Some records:
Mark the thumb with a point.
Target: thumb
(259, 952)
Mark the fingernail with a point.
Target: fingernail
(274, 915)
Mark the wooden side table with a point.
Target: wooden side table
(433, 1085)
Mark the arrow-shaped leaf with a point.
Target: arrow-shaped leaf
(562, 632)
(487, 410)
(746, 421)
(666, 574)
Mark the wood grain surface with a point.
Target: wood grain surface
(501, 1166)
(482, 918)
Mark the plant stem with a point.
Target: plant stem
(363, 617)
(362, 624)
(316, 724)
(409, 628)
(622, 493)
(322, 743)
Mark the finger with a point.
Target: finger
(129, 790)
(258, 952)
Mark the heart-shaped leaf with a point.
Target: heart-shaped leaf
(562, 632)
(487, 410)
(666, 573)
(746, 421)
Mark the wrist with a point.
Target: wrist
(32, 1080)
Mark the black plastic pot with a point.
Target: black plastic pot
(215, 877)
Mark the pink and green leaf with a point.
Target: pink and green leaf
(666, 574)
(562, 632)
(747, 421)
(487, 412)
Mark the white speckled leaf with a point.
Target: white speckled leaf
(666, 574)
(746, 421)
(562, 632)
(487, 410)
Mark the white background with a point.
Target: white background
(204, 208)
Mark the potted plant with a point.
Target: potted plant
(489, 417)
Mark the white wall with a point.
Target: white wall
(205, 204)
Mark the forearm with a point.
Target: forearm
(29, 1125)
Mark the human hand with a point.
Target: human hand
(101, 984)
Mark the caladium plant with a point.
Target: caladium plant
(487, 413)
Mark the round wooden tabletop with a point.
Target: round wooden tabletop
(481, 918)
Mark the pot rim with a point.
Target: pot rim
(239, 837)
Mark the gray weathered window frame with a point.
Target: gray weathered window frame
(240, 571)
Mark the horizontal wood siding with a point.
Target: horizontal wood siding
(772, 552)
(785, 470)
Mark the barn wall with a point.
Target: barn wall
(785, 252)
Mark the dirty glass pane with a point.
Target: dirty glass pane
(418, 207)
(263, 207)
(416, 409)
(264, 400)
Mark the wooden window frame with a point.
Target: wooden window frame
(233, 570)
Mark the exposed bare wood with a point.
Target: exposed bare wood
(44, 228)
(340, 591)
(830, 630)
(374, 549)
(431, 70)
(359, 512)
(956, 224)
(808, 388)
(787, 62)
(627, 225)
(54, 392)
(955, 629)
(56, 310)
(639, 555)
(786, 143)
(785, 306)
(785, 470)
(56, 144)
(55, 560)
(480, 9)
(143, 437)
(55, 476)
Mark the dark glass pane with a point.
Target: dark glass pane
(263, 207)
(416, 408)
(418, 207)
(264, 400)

What needs to be done: Echo every line of the material above, changing nothing.

Correct output:
Mark the thumb with a point.
Target: thumb
(259, 952)
Mark the fingernail with a point.
Target: fingernail
(274, 915)
Mark the wooden side table with a point.
Target: wooden side table
(433, 1085)
Mark the arrow-shaped leaf with a point.
Target: arrow-shaped leaf
(562, 632)
(487, 410)
(746, 421)
(666, 574)
Mark the wood grain surface with a point.
Target: wood grain surface
(501, 1166)
(482, 918)
Mark the plant stem with a point.
Target: plant stem
(363, 617)
(362, 624)
(316, 724)
(409, 628)
(622, 493)
(322, 743)
Mark the finger with a point.
Target: finger
(129, 790)
(258, 952)
Mark the heart-shaped leaf with a point.
Target: heart-shaped leaf
(562, 632)
(487, 410)
(666, 573)
(746, 421)
Mark the wrist with a point.
Target: wrist
(32, 1080)
Mark the black plastic pot with a point.
Target: black plastic pot
(215, 877)
Mark the pink and green leaf with a point.
Target: pink and green leaf
(666, 574)
(562, 632)
(747, 421)
(487, 412)
Mark the white speckled leaf with a point.
Target: white speckled leaf
(666, 574)
(746, 421)
(562, 632)
(487, 410)
Mark the white background with a point.
Target: white background
(204, 208)
Mark the potted plant with a point.
Target: potted plant
(489, 417)
Mark the white wall with a point.
Target: white wall
(205, 204)
Mark the forearm with a point.
Target: forearm
(29, 1125)
Mark the human hand with a point.
Target: human hand
(101, 984)
Mark the caladium plant with a point.
Target: caladium plant
(487, 413)
Mark the round wooden tabletop with a point.
Target: round wooden tabletop
(481, 918)
Mark the pot rim with a point.
Target: pot rim
(239, 837)
Mark the gray weathered window frame with a point.
Target: gray weathered window frame
(240, 571)
Mark the horizontal wood siding with a point.
Target: horizontal wood siding
(772, 552)
(785, 470)
Mark the barn wall with a point.
Target: barn wall
(785, 252)
Mark the dirty glass pane with a point.
Target: dirty glass pane
(418, 207)
(263, 207)
(416, 409)
(264, 400)
Mark the wooden window frame with a point.
Target: wooden window frame
(233, 570)
Mark the exposed bare wood with a point.
Target: exposed bare wood
(44, 228)
(340, 591)
(830, 630)
(374, 549)
(431, 70)
(359, 512)
(956, 224)
(808, 388)
(787, 62)
(627, 225)
(54, 392)
(955, 629)
(56, 310)
(639, 555)
(786, 143)
(785, 306)
(785, 470)
(56, 144)
(55, 560)
(480, 9)
(143, 437)
(55, 476)
Mark the dark glass pane with a point.
Target: dark glass pane
(263, 207)
(416, 408)
(418, 207)
(264, 400)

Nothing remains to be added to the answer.